-------- Extracted entries --------

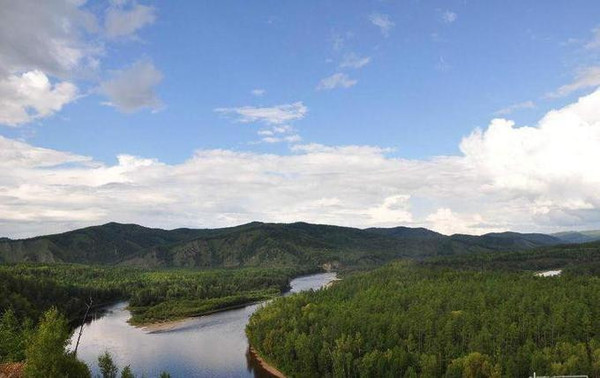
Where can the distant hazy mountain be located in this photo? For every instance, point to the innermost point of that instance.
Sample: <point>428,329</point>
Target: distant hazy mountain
<point>254,244</point>
<point>578,236</point>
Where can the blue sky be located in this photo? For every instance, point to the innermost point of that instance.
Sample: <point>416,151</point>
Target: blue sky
<point>412,80</point>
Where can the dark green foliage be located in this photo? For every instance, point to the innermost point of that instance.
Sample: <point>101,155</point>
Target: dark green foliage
<point>578,236</point>
<point>46,350</point>
<point>13,336</point>
<point>107,366</point>
<point>427,319</point>
<point>254,244</point>
<point>126,372</point>
<point>154,295</point>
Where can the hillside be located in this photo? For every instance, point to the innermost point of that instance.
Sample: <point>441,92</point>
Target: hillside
<point>578,236</point>
<point>254,244</point>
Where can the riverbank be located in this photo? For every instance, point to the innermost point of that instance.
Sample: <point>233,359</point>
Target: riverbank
<point>265,365</point>
<point>170,325</point>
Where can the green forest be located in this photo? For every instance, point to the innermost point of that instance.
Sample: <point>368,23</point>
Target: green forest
<point>486,315</point>
<point>29,291</point>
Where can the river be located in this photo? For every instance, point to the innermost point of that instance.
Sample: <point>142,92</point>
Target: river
<point>208,346</point>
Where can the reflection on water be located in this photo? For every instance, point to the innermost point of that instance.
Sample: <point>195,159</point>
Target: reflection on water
<point>209,346</point>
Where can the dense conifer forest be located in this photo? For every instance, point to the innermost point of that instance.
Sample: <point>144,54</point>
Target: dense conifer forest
<point>479,316</point>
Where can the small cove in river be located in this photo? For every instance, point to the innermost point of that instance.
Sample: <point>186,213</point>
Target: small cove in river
<point>214,345</point>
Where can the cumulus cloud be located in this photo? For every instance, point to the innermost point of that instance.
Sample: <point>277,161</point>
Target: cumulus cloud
<point>31,95</point>
<point>354,61</point>
<point>543,177</point>
<point>383,22</point>
<point>133,88</point>
<point>48,48</point>
<point>514,107</point>
<point>337,80</point>
<point>274,115</point>
<point>49,36</point>
<point>585,78</point>
<point>125,18</point>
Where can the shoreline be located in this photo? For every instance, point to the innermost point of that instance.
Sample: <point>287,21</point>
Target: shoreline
<point>170,325</point>
<point>173,324</point>
<point>265,365</point>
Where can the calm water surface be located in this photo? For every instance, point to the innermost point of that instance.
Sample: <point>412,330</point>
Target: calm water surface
<point>209,346</point>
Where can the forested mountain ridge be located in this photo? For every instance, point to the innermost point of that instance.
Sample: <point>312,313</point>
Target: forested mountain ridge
<point>253,244</point>
<point>578,236</point>
<point>478,315</point>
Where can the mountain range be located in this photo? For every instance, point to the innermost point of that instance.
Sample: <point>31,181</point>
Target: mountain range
<point>261,244</point>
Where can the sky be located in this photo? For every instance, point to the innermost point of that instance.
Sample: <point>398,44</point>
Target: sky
<point>460,116</point>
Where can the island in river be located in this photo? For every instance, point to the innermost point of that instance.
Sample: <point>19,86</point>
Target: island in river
<point>207,346</point>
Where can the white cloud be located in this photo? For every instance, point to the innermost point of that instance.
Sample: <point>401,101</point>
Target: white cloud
<point>585,78</point>
<point>515,107</point>
<point>337,80</point>
<point>133,88</point>
<point>275,115</point>
<point>354,61</point>
<point>31,95</point>
<point>279,134</point>
<point>543,177</point>
<point>383,22</point>
<point>48,36</point>
<point>48,47</point>
<point>392,212</point>
<point>449,17</point>
<point>125,18</point>
<point>447,222</point>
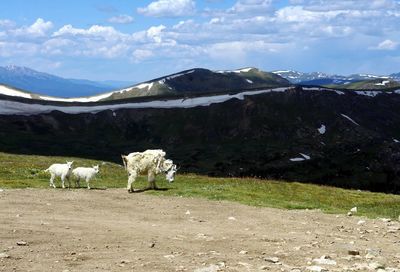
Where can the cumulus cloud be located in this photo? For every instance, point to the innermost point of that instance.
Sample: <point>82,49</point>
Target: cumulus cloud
<point>39,28</point>
<point>251,6</point>
<point>169,8</point>
<point>7,23</point>
<point>141,54</point>
<point>386,45</point>
<point>121,19</point>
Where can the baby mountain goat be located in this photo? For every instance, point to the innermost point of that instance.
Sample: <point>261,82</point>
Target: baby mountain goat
<point>86,173</point>
<point>61,170</point>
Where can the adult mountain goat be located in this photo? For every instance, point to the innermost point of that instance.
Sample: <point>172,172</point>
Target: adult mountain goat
<point>86,173</point>
<point>62,170</point>
<point>151,162</point>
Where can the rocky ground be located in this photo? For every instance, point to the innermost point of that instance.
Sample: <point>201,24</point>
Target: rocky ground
<point>111,230</point>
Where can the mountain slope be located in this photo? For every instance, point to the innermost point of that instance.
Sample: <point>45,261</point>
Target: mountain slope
<point>346,139</point>
<point>374,84</point>
<point>198,80</point>
<point>323,79</point>
<point>190,82</point>
<point>50,85</point>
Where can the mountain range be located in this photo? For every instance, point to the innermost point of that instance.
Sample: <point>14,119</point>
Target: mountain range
<point>324,79</point>
<point>189,82</point>
<point>46,84</point>
<point>242,122</point>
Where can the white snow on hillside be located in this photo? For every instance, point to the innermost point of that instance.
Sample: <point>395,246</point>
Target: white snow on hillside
<point>244,70</point>
<point>383,83</point>
<point>302,158</point>
<point>144,85</point>
<point>322,129</point>
<point>11,92</point>
<point>348,118</point>
<point>368,93</point>
<point>178,75</point>
<point>12,107</point>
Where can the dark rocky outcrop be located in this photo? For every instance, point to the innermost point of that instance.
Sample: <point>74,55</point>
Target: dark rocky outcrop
<point>256,136</point>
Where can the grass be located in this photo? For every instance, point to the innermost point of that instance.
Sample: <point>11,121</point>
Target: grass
<point>22,171</point>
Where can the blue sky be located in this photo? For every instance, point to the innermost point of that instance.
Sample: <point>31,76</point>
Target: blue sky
<point>141,40</point>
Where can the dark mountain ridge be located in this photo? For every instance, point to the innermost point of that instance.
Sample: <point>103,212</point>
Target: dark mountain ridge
<point>309,135</point>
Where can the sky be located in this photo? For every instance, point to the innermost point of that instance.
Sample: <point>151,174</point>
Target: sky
<point>141,40</point>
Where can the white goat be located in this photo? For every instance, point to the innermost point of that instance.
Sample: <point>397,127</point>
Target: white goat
<point>150,162</point>
<point>61,170</point>
<point>86,173</point>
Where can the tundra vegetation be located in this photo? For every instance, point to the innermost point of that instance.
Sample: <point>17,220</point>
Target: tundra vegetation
<point>27,171</point>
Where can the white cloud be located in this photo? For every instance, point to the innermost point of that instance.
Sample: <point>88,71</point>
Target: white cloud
<point>121,19</point>
<point>39,28</point>
<point>155,33</point>
<point>105,32</point>
<point>141,54</point>
<point>386,45</point>
<point>251,6</point>
<point>169,8</point>
<point>7,23</point>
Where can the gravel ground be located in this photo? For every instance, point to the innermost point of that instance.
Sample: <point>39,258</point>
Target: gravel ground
<point>111,230</point>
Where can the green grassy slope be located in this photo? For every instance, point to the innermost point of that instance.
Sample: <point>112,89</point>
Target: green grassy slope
<point>375,84</point>
<point>21,171</point>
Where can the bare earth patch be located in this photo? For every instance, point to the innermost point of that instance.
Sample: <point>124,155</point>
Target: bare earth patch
<point>111,230</point>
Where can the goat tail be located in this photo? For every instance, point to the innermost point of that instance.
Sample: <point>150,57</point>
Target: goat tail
<point>125,161</point>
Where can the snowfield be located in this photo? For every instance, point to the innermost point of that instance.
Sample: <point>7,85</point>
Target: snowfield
<point>13,107</point>
<point>20,108</point>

--------

● Objective
Turn every line of the entries above into a numbered list, skipping blank lines and leaving out the pictures.

● Reply to the task
1. Where can the distant hazy mountain be located in this photo? For every instance, point to the innermost point of that instance.
2. Sample: <point>428,329</point>
3. Target: distant hazy mountain
4. <point>254,244</point>
5. <point>578,236</point>
6. Where can the blue sky be located in this photo? For every instance, point to the innermost point of that instance.
7. Sample: <point>416,151</point>
8. Target: blue sky
9. <point>412,80</point>
10. Where can the dark green foliage be located in this photo? For every instance, point to the innermost point of that instance.
11. Sample: <point>101,155</point>
12. Target: dark green foliage
13. <point>578,236</point>
14. <point>46,350</point>
15. <point>13,336</point>
16. <point>107,366</point>
17. <point>427,319</point>
18. <point>254,244</point>
19. <point>126,372</point>
20. <point>154,295</point>
21. Where can the hillside be located in this photo? For every instance, point to the innermost point of that instance.
22. Sample: <point>441,92</point>
23. Target: hillside
24. <point>578,236</point>
25. <point>254,244</point>
26. Where can the riverbank be located in this photo? For every instance, point to the innermost point of that instance.
27. Sample: <point>233,359</point>
28. Target: riverbank
29. <point>265,365</point>
30. <point>170,325</point>
31. Where can the green forest be located in this photo? For every instance, point to the innermost point of that instance.
32. Sample: <point>368,23</point>
33. Target: green forest
34. <point>486,315</point>
35. <point>29,291</point>
36. Where can the river be located in this photo? For every instance, point to the innermost point of that instance.
37. Sample: <point>142,92</point>
38. Target: river
39. <point>208,346</point>
40. Where can the reflection on water be located in this photo? For every instance, point to the innermost point of that instance.
41. Sample: <point>195,159</point>
42. Target: reflection on water
43. <point>209,346</point>
44. Where can the dense conifer forest be located in this photo? For every instance, point to the innermost point of that instance.
45. Sample: <point>144,54</point>
46. Target: dense conifer forest
47. <point>479,316</point>
48. Where can the small cove in river be located in this photo? For every instance, point to the innermost point of that instance.
49. Sample: <point>186,213</point>
50. Target: small cove in river
51. <point>214,345</point>
52. Where can the cumulus cloud be located in this photo? For every instance, point to the innermost point of that instance.
53. Sample: <point>277,161</point>
54. Target: cumulus cloud
55. <point>31,95</point>
56. <point>354,61</point>
57. <point>543,177</point>
58. <point>383,22</point>
59. <point>133,88</point>
60. <point>48,48</point>
61. <point>514,107</point>
62. <point>337,80</point>
63. <point>274,115</point>
64. <point>49,36</point>
65. <point>585,78</point>
66. <point>125,18</point>
67. Where can the shoreline be located in this photo? For every instance, point to the innermost point of that instance.
68. Sample: <point>287,21</point>
69. Target: shoreline
70. <point>170,325</point>
71. <point>173,324</point>
72. <point>265,365</point>
73. Where can the calm water surface be located in this photo? For every instance, point to the innermost point of that instance.
74. Sample: <point>412,330</point>
75. Target: calm water surface
76. <point>209,346</point>
77. Where can the forested mountain ridge be located in this photo? For every instance, point to the innermost point of that instance.
78. Sample: <point>312,313</point>
79. Target: forested mountain ridge
80. <point>253,244</point>
81. <point>578,236</point>
82. <point>478,315</point>
83. Where can the mountain range be located in this photo? For every instance, point to the innermost point of that instance.
84. Sample: <point>31,181</point>
85. Target: mountain range
86. <point>261,244</point>
87. Where can the sky be located in this photo? For every instance, point to the innermost point of that instance.
88. Sample: <point>398,44</point>
89. Target: sky
90. <point>460,116</point>
91. Where can the island in river be located in this photo? For every instance, point to the innermost point of that instance.
92. Sample: <point>19,86</point>
93. Target: island in river
94. <point>207,346</point>
95. Where can the white cloud be located in this photo? For every instance, point to the innermost point of that instance.
96. Sample: <point>401,101</point>
97. Target: white cloud
98. <point>585,78</point>
99. <point>515,107</point>
100. <point>337,80</point>
101. <point>133,88</point>
102. <point>275,115</point>
103. <point>354,61</point>
104. <point>31,95</point>
105. <point>279,134</point>
106. <point>543,177</point>
107. <point>383,22</point>
108. <point>48,36</point>
109. <point>48,47</point>
110. <point>392,212</point>
111. <point>449,17</point>
112. <point>125,18</point>
113. <point>447,222</point>
114. Where can the cumulus cloud be located in this photo? For every instance, point to the innermost point of that instance.
115. Sample: <point>82,49</point>
116. Target: cumulus cloud
117. <point>39,28</point>
118. <point>251,6</point>
119. <point>169,8</point>
120. <point>7,23</point>
121. <point>141,54</point>
122. <point>386,45</point>
123. <point>121,19</point>
124. Where can the baby mountain goat be located in this photo? For every instance, point to the innermost point of that instance.
125. Sample: <point>261,82</point>
126. Target: baby mountain goat
127. <point>86,173</point>
128. <point>61,170</point>
129. Where can the adult mountain goat be located in this photo? For every instance, point to the innermost point of that instance.
130. Sample: <point>172,172</point>
131. Target: adult mountain goat
132. <point>86,173</point>
133. <point>62,170</point>
134. <point>151,162</point>
135. Where can the rocky ground be located in this photo? For every instance, point to the innermost point of that instance.
136. Sample: <point>201,24</point>
137. Target: rocky ground
138. <point>111,230</point>
139. Where can the mountain slope be located in this photo? For every instance, point to the innermost point of that instance.
140. Sample: <point>45,261</point>
141. Target: mountain slope
142. <point>346,139</point>
143. <point>374,84</point>
144. <point>198,80</point>
145. <point>323,79</point>
146. <point>190,82</point>
147. <point>50,85</point>
148. Where can the mountain range be located in this photo? For every instance, point to the innermost point of that instance.
149. Sample: <point>14,119</point>
150. Target: mountain range
151. <point>324,79</point>
152. <point>189,82</point>
153. <point>46,84</point>
154. <point>242,122</point>
155. Where can the white snow on hillside be located in this photo? For every instance, point to the innermost point of that instance.
156. Sample: <point>395,246</point>
157. Target: white snow on hillside
158. <point>244,70</point>
159. <point>383,83</point>
160. <point>302,158</point>
161. <point>144,85</point>
162. <point>322,129</point>
163. <point>11,92</point>
164. <point>348,118</point>
165. <point>368,93</point>
166. <point>178,75</point>
167. <point>12,107</point>
168. Where can the dark rocky outcrop be located in this photo? For every instance, point to the innermost point of that instance.
169. Sample: <point>74,55</point>
170. Target: dark rocky outcrop
171. <point>256,136</point>
172. Where can the grass be located in this photo? For every instance, point to the innermost point of that instance.
173. Sample: <point>11,121</point>
174. Target: grass
175. <point>22,171</point>
176. Where can the blue sky be located in this photo? For every instance, point to the innermost point of that instance.
177. Sample: <point>31,76</point>
178. Target: blue sky
179. <point>141,40</point>
180. Where can the dark mountain ridge be located in this photo? For every instance, point to the innermost point of that instance.
181. Sample: <point>103,212</point>
182. Target: dark mountain ridge
183. <point>309,135</point>
184. Where can the sky be located in this photo? For every instance, point to the innermost point of that instance.
185. Sample: <point>151,174</point>
186. Target: sky
187. <point>141,40</point>
188. Where can the white goat be located in this photo? For every instance, point to the innermost point of that instance.
189. Sample: <point>397,127</point>
190. Target: white goat
191. <point>150,162</point>
192. <point>61,170</point>
193. <point>86,173</point>
194. Where can the tundra vegetation be located in this photo? For every instance, point to the innermost point of that instance.
195. Sample: <point>17,220</point>
196. Target: tundra vegetation
197. <point>27,171</point>
198. Where can the white cloud be located in this photo? For every instance, point to the innermost point of that instance.
199. Sample: <point>88,71</point>
200. Target: white cloud
201. <point>121,19</point>
202. <point>39,28</point>
203. <point>155,33</point>
204. <point>105,32</point>
205. <point>141,54</point>
206. <point>386,45</point>
207. <point>251,6</point>
208. <point>169,8</point>
209. <point>7,23</point>
210. Where can the gravel ground be located in this photo? For every instance, point to the innermost point of that instance.
211. Sample: <point>39,258</point>
212. Target: gravel ground
213. <point>111,230</point>
214. Where can the green grassy slope be located in this photo? For every instance, point to the innermost point of that instance.
215. Sample: <point>112,89</point>
216. Target: green grassy slope
217. <point>375,84</point>
218. <point>21,171</point>
219. Where can the bare earth patch be located in this photo? For every instance, point to the innermost point of that instance.
220. Sample: <point>124,155</point>
221. Target: bare earth patch
222. <point>111,230</point>
223. Where can the goat tail be located in this photo? For every instance, point to the innermost point of that instance.
224. Sample: <point>150,57</point>
225. Target: goat tail
226. <point>125,161</point>
227. Where can the snowfield be located in this photo? For every instance, point to the innermost point of that instance.
228. Sample: <point>7,85</point>
229. Target: snowfield
230. <point>13,107</point>
231. <point>20,108</point>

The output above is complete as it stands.